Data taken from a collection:
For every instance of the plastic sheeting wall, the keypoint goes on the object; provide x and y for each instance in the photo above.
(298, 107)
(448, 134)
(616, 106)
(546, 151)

=== Directive ===
Please reproduce the listing above, substituting "occurrence" for every "instance" and keeping everything else the same.

=== Output below ===
For every occurrence of the plastic sheeting wall, the keypoint goes on the object; provide x and y for each occurrence in the photo above.
(298, 107)
(448, 134)
(616, 106)
(546, 151)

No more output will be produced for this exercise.